-- Start Task input --
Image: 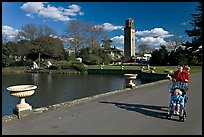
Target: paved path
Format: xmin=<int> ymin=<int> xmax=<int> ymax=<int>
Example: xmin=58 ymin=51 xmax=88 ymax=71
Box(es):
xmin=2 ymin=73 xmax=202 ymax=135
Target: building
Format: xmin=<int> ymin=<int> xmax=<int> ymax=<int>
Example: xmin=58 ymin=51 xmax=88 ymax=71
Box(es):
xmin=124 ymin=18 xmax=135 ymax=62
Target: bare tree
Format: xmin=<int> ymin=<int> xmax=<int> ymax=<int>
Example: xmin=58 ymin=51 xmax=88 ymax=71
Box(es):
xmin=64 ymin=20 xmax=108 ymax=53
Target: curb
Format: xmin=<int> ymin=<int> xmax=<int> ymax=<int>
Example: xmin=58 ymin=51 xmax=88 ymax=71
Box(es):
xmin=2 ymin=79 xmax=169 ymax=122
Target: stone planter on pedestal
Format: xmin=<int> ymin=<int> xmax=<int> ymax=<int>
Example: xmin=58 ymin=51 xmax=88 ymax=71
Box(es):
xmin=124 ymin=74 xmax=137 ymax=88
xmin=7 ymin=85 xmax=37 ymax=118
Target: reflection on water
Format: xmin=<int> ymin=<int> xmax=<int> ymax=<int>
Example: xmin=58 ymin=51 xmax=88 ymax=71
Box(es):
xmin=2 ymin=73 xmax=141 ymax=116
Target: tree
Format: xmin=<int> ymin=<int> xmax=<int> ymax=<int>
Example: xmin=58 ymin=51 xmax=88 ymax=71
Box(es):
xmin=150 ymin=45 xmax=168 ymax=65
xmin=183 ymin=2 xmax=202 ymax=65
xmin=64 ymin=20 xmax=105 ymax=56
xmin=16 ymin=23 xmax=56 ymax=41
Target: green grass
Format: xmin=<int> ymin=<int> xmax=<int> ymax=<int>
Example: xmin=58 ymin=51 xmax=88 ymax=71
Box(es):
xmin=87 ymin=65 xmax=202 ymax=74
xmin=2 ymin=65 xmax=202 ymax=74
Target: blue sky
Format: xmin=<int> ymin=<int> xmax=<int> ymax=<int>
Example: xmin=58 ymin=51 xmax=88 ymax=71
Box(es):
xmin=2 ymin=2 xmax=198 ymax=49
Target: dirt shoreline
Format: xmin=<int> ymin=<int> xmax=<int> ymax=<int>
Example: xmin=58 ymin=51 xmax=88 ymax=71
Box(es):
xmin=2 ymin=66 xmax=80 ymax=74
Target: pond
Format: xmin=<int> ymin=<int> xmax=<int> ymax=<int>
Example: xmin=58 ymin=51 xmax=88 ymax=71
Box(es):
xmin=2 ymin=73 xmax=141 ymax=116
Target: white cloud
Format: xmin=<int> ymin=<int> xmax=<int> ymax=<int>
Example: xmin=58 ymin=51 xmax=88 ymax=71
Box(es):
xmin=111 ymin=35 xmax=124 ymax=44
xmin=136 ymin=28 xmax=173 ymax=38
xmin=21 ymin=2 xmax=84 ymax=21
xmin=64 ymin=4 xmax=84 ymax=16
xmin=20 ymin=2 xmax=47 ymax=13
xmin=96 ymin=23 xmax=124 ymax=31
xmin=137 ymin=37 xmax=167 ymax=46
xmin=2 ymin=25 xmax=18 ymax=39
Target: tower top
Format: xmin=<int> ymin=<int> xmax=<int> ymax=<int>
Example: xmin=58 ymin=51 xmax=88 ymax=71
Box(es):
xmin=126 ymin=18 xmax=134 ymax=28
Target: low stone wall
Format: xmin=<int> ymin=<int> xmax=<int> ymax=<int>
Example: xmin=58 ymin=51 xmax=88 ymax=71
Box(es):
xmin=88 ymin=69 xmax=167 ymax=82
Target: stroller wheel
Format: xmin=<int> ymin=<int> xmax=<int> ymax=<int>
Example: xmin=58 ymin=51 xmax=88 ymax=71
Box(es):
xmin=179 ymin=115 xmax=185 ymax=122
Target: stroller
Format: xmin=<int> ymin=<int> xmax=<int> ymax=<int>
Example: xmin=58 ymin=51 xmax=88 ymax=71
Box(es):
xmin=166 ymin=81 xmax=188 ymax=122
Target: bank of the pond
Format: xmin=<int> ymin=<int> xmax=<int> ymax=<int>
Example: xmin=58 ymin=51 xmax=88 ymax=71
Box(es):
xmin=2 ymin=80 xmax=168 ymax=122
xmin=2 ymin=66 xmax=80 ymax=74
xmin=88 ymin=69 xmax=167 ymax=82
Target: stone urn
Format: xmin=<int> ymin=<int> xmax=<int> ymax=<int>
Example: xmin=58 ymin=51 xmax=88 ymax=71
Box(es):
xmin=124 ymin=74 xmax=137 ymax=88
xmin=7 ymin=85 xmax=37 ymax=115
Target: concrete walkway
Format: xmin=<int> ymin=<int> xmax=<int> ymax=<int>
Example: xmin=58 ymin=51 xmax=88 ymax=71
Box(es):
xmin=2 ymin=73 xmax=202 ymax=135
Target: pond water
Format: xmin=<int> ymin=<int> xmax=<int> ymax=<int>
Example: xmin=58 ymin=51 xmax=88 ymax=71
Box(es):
-- End Task input --
-- Start Task input --
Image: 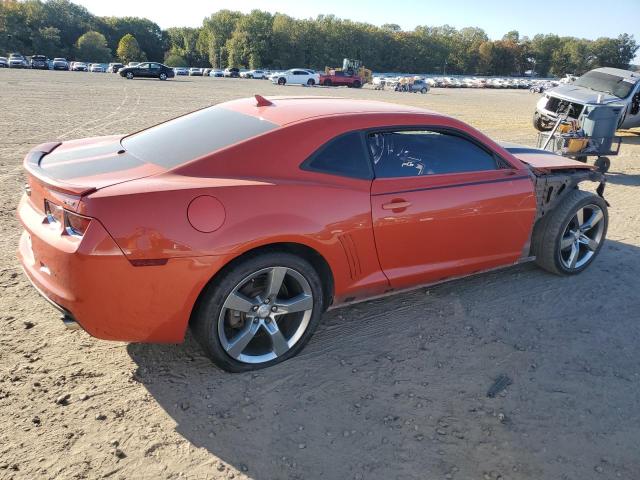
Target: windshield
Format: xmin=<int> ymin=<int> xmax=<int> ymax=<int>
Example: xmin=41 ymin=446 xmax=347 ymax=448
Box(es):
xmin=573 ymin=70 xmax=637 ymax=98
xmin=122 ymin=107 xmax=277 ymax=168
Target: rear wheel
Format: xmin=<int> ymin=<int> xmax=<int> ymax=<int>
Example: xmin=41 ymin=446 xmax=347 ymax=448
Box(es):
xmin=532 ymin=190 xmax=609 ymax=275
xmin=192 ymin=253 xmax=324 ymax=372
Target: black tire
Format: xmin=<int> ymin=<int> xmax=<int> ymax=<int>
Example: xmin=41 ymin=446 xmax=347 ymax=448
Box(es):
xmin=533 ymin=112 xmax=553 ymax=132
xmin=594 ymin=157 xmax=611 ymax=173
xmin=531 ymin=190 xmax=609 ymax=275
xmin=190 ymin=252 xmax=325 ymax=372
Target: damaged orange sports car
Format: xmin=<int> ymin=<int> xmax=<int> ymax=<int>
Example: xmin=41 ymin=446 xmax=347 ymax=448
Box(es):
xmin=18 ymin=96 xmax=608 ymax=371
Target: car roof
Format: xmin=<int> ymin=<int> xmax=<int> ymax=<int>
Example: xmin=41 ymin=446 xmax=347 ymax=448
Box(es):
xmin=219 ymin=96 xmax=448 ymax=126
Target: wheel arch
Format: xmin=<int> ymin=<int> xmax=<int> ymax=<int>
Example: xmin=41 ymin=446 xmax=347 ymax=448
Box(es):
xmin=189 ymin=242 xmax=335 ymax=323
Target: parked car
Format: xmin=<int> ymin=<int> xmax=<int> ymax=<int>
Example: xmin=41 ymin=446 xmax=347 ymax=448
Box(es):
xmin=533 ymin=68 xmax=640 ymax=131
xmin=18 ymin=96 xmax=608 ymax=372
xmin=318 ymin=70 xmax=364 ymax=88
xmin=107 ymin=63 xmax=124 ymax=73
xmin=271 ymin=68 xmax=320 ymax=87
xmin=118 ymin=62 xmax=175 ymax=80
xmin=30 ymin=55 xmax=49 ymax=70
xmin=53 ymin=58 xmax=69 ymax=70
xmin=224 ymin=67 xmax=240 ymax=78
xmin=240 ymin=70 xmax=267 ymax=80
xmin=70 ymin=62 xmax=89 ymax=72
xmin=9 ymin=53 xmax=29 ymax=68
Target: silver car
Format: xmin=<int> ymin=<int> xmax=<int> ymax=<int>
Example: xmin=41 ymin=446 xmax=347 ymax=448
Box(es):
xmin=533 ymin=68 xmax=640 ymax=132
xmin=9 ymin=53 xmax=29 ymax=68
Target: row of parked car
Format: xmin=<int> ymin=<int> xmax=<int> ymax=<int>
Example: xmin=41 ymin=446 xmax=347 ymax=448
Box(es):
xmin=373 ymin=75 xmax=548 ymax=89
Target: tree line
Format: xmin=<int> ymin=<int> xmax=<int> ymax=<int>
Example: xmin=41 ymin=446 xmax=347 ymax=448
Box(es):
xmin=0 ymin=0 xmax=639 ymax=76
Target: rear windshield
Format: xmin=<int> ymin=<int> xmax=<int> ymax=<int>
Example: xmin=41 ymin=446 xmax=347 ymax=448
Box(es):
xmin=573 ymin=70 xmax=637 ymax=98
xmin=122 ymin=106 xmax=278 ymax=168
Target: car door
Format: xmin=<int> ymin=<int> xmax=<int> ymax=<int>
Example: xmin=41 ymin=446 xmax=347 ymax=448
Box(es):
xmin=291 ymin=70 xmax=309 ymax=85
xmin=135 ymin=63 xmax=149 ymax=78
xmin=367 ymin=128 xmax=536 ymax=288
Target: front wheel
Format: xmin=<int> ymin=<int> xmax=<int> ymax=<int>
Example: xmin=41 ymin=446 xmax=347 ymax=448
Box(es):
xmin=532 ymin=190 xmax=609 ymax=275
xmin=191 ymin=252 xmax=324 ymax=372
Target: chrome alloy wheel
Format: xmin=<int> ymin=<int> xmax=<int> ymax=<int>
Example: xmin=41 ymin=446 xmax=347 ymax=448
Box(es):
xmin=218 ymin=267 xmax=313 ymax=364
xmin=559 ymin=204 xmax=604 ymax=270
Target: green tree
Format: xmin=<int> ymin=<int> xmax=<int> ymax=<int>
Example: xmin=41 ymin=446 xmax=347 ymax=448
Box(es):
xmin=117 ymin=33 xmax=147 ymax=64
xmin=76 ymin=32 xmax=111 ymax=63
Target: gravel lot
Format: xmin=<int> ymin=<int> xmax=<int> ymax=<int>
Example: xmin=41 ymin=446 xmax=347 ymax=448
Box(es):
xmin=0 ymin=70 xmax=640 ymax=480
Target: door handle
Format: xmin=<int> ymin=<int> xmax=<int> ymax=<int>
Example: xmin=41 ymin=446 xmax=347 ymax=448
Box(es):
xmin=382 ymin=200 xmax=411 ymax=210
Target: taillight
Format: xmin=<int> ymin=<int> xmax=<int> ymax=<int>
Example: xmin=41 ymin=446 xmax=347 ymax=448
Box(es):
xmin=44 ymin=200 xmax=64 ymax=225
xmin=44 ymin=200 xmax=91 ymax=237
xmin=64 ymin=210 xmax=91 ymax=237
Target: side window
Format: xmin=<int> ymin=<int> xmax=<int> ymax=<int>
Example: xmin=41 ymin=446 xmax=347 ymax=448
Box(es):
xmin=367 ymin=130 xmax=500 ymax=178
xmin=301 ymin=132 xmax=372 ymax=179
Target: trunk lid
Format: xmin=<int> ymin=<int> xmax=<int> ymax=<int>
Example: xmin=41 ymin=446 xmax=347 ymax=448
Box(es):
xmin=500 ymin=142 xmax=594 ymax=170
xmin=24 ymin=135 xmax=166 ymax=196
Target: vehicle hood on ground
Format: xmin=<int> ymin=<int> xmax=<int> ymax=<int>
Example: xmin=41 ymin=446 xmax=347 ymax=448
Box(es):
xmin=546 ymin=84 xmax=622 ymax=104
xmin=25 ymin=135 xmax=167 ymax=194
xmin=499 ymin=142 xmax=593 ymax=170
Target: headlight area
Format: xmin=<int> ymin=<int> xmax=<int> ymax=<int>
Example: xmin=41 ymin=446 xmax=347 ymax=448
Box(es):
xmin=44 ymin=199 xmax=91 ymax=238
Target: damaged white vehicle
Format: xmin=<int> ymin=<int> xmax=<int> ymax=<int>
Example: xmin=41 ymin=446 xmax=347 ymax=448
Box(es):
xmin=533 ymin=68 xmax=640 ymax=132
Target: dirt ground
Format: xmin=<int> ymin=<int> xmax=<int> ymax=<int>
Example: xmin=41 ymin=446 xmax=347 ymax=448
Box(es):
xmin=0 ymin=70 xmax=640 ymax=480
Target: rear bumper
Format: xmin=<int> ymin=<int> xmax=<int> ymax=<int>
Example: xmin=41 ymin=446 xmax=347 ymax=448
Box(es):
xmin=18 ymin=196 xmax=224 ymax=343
-- End Task input --
-- Start Task input --
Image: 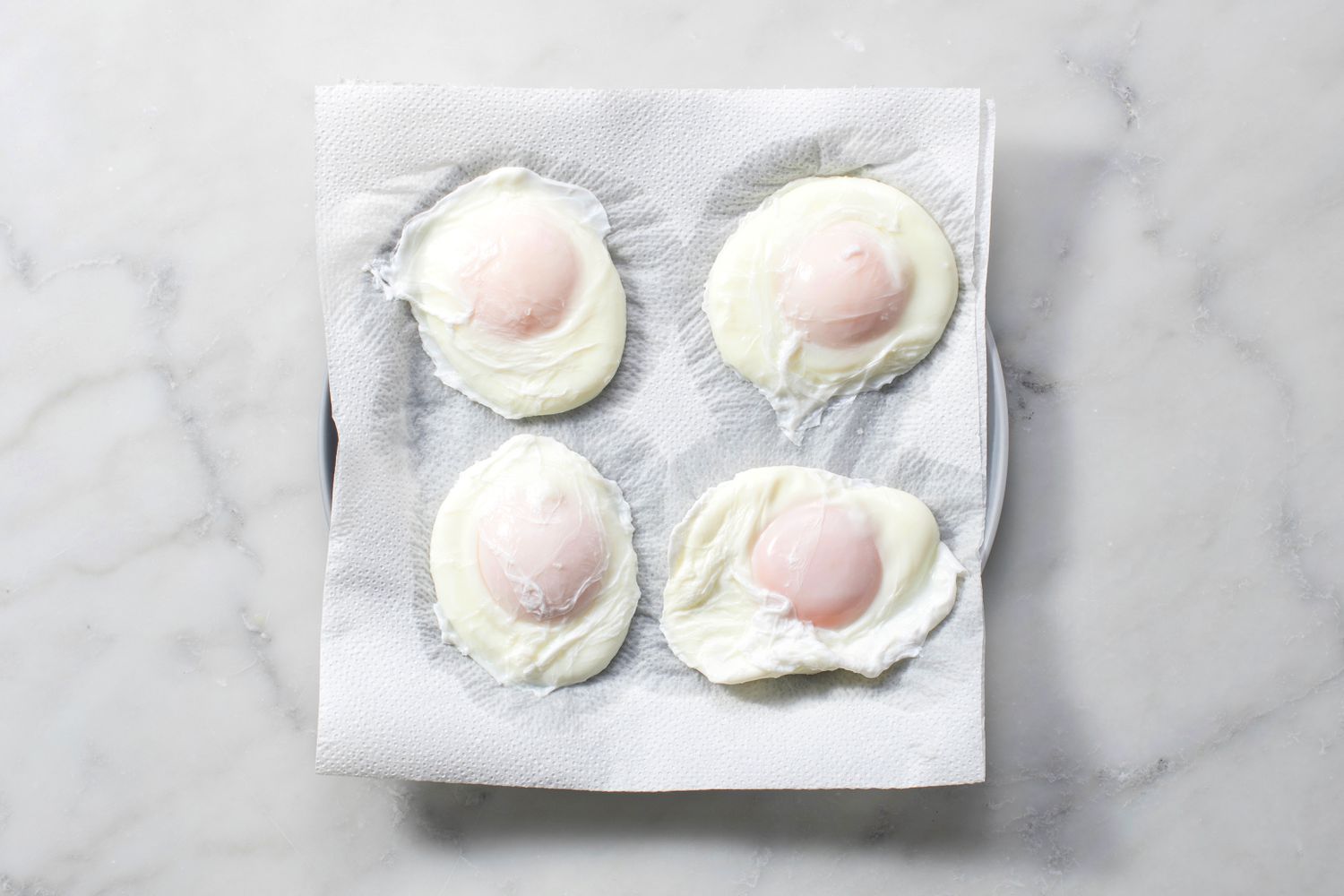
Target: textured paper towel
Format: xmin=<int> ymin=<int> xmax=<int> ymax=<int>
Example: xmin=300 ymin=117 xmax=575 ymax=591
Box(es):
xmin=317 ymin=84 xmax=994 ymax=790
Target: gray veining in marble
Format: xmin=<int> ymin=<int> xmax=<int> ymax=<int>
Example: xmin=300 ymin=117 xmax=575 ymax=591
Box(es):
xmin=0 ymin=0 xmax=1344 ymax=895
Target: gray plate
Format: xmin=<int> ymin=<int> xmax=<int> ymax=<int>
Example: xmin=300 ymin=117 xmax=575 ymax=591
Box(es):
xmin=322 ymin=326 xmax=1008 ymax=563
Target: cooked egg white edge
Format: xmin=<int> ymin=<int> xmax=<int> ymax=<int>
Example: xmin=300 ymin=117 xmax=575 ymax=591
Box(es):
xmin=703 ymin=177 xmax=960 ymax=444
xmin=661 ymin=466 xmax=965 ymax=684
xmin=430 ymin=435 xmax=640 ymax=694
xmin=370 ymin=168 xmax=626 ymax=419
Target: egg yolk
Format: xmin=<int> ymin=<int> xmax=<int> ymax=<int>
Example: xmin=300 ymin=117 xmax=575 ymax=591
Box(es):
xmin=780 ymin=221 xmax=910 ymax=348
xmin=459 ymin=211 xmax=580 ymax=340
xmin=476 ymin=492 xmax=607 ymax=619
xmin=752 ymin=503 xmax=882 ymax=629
-- End Task input --
* **Aim**
Reproduce the lines starting at the one containing "Target: gray plate" and ending at the one containing "xmin=370 ymin=168 xmax=626 ymax=419". Raise every bounding-box coordinate in the answers by 32 and keep all other lines unchanged.

* **Output below**
Target: gray plate
Format: xmin=<int> ymin=<int> xmax=<int> ymax=<int>
Example: xmin=300 ymin=117 xmax=575 ymax=591
Box(es):
xmin=354 ymin=358 xmax=1040 ymax=595
Target: cooked egg white edge
Format: xmin=<int> ymin=<int> xmax=<int> ymax=<int>
Example: xmin=300 ymin=117 xmax=575 ymax=591
Box(es):
xmin=735 ymin=209 xmax=992 ymax=476
xmin=693 ymin=498 xmax=997 ymax=716
xmin=462 ymin=467 xmax=672 ymax=726
xmin=402 ymin=200 xmax=658 ymax=451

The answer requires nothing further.